• **Kurze Aufgabe 1**:
Gib in den Einträgen alles ab der Zeile mit „[pin] navy necktie -- one per line“ bis zum Ende der Einträge erneut wieder und tausche dabei „gray“ gegen „silver“ aus. Alles andere bleibt unverändert.

• **Ausgewählter Auszug**:
---
Heimatkundliche Beilage

Zum Amtsblatt der Bezirkshauptmannschaft Amstetten

Nr. 84 1. April 1979 8. Jahrgang

DER SAALEINSTURZ BEIM HOCHZEITSFEST IN FREIDEGG

(verfaßt von Gottfried Langeder)

Auf einer Anhöhe nahe dem Markt Ferschnitz stand einst das stattliche Schloß Freidegg, das an Größe und Pracht der Schallaburg gleichzusetzen war. Der Besitzer, Reichardt Strein (Streun), war Protestant und hatte beim Wiener Hof führende Ämter inne. So war er Präsident der Hofkammer, später Geheimer Rat und privat Historiker und Kunstsammler. Bei seiner 2. Hochzeit mit Regina von Tschernembl in den letzten Septembertagen des Jahres 1581 geschah hier ein großes Unglück. Der Fußboden des Festsaales brach ein, und nahezu alle 88

Gäste, darunter auch der Landmarschall Wilhelm von Roggendorf, trugen durch den Sturz Verletzungen davon.

Im Schloß Karlsbach fand unter der Führung des Grafen Orttenburg die Brautwerbung statt. Strein fuhr mit Freunden am 24. September dorthin, wo er von der Braut und deren E1tern, Barbara und Hanns v. Tschernembl, sowie deren Bekannten erwartet wurde. Nach einer kurzen Werbung beschloß man, "zu Verhüttung größerer Unkosten, die Hochzeit nach Vergleichung des zeitlichen" und nach dem "Christlichen zusammengeben" gleich abzuhalten. So hat man dann mehrere Tage "friedlich und fröhlich nach zuvor gehaltener Christlicher hochzeitpredig"' zugebracht. An "Erichtag" fuhr Strein nach Freidegg und ordnete alles zum Empfang der Gäste an, wo sich bei einem "Probschuß ein Pixenmaister" durch Überladung den Schädel zersprengte. Tags darauf, am 27. September, "zu früher tag Zeit", ging der Brautwagen mit 50 Pferden von Freidegg nach Karlsbach ab, und noch am Vormittage setzte sich der Zug von dorther in Bewegung.
---
• **Datensätze**:
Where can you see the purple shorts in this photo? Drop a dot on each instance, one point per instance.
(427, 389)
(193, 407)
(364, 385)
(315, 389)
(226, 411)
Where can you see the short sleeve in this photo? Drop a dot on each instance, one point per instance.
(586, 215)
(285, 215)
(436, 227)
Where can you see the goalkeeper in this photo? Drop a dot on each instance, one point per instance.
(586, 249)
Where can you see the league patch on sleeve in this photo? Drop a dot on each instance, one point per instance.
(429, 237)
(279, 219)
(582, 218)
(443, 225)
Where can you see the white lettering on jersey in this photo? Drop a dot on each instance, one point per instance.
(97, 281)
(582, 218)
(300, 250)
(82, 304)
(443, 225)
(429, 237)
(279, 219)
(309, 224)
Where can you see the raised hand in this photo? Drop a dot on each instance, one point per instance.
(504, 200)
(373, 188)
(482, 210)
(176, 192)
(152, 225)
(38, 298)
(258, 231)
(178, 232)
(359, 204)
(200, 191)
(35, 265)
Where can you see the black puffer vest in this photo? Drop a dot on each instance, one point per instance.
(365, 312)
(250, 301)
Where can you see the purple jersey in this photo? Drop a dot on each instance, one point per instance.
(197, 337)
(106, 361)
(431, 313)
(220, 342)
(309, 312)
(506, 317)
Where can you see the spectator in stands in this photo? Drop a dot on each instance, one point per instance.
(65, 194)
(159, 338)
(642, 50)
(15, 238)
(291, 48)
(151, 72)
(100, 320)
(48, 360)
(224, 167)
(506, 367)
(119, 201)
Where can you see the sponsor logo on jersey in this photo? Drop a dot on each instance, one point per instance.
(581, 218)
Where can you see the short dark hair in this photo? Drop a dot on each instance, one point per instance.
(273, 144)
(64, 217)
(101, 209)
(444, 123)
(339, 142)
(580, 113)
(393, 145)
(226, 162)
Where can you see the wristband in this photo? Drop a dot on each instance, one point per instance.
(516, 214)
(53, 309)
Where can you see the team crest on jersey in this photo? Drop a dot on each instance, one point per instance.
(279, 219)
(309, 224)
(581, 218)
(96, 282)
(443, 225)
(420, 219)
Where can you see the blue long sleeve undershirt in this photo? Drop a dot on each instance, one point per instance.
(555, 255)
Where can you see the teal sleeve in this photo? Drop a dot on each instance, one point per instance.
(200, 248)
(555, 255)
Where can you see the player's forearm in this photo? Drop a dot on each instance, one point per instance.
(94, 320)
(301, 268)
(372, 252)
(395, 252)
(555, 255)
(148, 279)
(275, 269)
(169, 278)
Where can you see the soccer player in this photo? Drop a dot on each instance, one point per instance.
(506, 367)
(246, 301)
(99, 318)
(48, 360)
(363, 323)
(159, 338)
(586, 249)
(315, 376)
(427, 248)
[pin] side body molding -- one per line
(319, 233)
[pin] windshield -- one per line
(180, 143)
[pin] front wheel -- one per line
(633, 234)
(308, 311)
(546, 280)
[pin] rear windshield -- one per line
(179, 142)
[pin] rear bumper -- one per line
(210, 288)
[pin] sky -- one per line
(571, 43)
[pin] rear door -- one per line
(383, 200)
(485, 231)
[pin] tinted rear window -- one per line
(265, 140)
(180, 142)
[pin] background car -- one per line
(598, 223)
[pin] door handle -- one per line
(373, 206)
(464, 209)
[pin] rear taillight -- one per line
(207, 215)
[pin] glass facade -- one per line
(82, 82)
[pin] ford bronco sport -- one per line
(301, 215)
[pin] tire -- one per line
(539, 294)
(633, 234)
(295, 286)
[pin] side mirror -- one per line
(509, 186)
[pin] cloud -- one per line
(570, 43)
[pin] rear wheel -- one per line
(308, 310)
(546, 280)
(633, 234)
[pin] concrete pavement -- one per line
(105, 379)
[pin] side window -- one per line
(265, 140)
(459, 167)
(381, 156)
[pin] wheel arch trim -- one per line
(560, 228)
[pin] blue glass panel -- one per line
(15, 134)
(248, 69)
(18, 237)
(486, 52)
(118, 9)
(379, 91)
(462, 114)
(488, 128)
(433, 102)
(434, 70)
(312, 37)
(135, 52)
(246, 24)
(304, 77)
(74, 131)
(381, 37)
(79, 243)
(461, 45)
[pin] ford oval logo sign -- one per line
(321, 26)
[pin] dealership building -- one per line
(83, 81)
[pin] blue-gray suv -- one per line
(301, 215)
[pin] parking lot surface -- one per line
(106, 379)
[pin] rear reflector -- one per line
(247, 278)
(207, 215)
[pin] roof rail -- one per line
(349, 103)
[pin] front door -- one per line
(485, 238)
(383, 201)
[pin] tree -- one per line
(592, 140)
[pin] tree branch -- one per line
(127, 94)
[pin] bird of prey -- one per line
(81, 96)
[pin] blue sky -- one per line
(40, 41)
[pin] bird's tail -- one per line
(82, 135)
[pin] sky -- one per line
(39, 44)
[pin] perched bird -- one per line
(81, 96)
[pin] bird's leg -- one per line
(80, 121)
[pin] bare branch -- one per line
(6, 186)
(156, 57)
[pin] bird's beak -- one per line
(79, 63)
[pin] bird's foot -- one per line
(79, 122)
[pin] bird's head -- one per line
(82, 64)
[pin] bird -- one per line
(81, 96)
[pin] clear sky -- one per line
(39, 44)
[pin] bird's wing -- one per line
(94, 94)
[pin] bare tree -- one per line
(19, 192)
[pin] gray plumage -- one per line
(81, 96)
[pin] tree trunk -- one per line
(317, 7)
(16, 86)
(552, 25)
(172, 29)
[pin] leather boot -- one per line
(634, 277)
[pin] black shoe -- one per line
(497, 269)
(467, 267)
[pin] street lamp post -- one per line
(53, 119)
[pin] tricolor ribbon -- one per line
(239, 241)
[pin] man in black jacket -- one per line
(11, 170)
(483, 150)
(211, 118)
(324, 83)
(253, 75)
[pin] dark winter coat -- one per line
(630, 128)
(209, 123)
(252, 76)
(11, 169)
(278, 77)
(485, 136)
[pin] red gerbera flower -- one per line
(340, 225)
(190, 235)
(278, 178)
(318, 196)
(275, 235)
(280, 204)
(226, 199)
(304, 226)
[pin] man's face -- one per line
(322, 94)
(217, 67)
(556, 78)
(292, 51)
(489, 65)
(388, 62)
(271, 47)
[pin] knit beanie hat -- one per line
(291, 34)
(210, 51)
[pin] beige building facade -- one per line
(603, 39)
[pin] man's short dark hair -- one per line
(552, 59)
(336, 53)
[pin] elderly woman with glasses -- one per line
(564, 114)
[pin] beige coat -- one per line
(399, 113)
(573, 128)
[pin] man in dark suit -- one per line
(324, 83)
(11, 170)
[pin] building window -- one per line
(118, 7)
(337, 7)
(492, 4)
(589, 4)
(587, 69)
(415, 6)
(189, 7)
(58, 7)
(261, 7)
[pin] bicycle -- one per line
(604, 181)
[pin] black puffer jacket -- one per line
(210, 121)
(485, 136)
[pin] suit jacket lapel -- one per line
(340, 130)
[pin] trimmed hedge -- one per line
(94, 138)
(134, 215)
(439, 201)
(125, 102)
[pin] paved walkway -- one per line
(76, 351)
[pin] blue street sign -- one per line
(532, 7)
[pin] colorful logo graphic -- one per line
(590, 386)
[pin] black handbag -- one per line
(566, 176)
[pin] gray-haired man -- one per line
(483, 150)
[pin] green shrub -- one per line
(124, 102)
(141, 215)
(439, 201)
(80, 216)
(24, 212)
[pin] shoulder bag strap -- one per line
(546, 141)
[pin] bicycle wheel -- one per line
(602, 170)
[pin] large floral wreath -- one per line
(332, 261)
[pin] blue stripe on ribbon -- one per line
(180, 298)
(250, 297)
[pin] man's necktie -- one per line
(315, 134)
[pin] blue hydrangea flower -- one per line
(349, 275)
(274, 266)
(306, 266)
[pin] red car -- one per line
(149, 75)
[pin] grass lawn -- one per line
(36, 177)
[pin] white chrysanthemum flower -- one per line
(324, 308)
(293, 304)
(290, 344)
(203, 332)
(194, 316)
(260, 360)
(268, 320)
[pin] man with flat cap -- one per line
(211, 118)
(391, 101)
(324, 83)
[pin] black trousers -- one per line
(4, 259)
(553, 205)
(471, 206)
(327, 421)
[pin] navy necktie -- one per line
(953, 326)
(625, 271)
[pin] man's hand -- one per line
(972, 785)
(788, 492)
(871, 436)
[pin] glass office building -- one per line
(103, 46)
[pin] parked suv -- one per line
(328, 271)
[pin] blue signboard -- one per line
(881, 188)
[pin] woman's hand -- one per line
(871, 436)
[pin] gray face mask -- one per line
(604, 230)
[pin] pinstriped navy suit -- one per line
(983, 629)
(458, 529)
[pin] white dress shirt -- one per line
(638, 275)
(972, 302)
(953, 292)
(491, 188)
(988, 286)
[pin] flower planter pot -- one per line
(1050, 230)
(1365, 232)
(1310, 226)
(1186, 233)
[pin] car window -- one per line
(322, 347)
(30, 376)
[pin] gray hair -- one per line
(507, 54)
---
• **Kurze Aufgabe 2**:
Setze den Bericht über den Saaleinsturz beim Hochzeitsfest in Freidegg an der Stelle fort, an der er endet.

• **Erwartete Antwort 1**:
[pin] navy necktie -- one per line
(953, 326)
(625, 271)
[pin] man's hand -- one per line
(972, 785)
(788, 492)
(871, 436)
[pin] glass office building -- one per line
(103, 46)
[pin] parked suv -- one per line
(328, 271)
[pin] blue signboard -- one per line
(881, 188)
[pin] woman's hand -- one per line
(871, 436)
[pin] silver face mask -- one per line
(604, 230)
[pin] pinstriped navy suit -- one per line
(983, 629)
(458, 529)
[pin] white dress shirt -- one per line
(638, 275)
(972, 302)
(953, 292)
(491, 188)
(988, 286)
[pin] flower planter pot -- one per line
(1050, 230)
(1365, 232)
(1310, 226)
(1186, 233)
[pin] car window -- one per line
(322, 347)
(30, 376)
[pin] silver hair -- one per line
(507, 54)

• **Erwartete Antwort 2**:
Vorerst die "Handroß", dann 50 berittene Diener, daran eine Reihe von Kutschen, ebenfalls mit Dienern, hernach die Herrn selbst, außer Herrn v. Tschernembl und Jörg Ehrenreich v. Roggendorf, die an der Seite ritten. Weiters folgten die 50 Freidegger Pferde mit festlich geschmückten Reitern, je drei zu drei. Zu Beginn 3 Trompeter, dann 3 von Adel mit meissischen Samtröcken, am Hut 3 weiße Kranichfedern, weiters die Edeljungen im gleichen Gewande, jedoch weiß und schwarzem Federbusch auf den überzogenen Sturmhauben. Es folgten die "Reißigen Knecht" mit einer weißen Kranichfeder und wieder 3 zu 3 wie die Vorigen. Hernach die Edeljungen mit dem Bräutigam, mit weiß, grün und leibfarbencn Federn auf den Hauben und rot beschlagener Jägerhörndln, Wehr und Dolch mit langen Röhren verziert. Auf diese Pferde folgte der Brautwagen, mit schwarzem Leder überzogen, innen braun, mit weißer Seide abgestepptem Atlas ausgefüttert, das Eisenwerk versilbert und von 6 gefärbten Rossen gezogen, deren Geschirr mit schwarzen Seidenfransen belegt war. Ihm folgten an die 30 Kobelwagen mit den Frauen.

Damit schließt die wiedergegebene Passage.